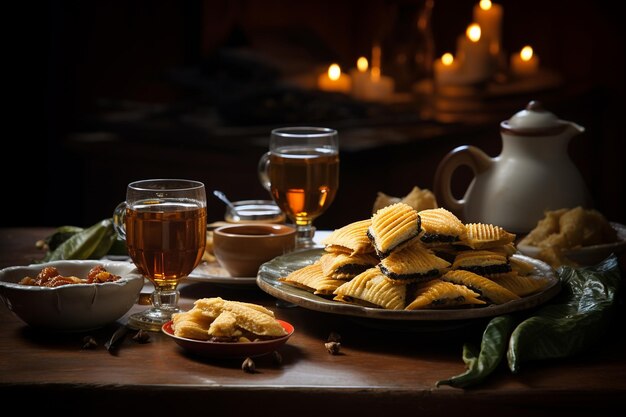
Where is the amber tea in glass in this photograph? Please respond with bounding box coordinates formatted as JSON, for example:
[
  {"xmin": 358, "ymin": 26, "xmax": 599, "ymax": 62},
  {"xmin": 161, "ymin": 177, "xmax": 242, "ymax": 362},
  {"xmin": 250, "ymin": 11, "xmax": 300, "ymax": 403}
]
[
  {"xmin": 113, "ymin": 179, "xmax": 206, "ymax": 331},
  {"xmin": 259, "ymin": 127, "xmax": 339, "ymax": 248}
]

::::

Copy all of the data above word for word and line for line, leaving out the picture.

Where is the amber tea in glass in this photograph? Please respond with bounding box coordinates formatted as JSON, for example:
[
  {"xmin": 358, "ymin": 26, "xmax": 599, "ymax": 62},
  {"xmin": 161, "ymin": 177, "xmax": 242, "ymax": 362},
  {"xmin": 250, "ymin": 11, "xmax": 300, "ymax": 403}
]
[
  {"xmin": 113, "ymin": 179, "xmax": 206, "ymax": 331},
  {"xmin": 259, "ymin": 127, "xmax": 339, "ymax": 248}
]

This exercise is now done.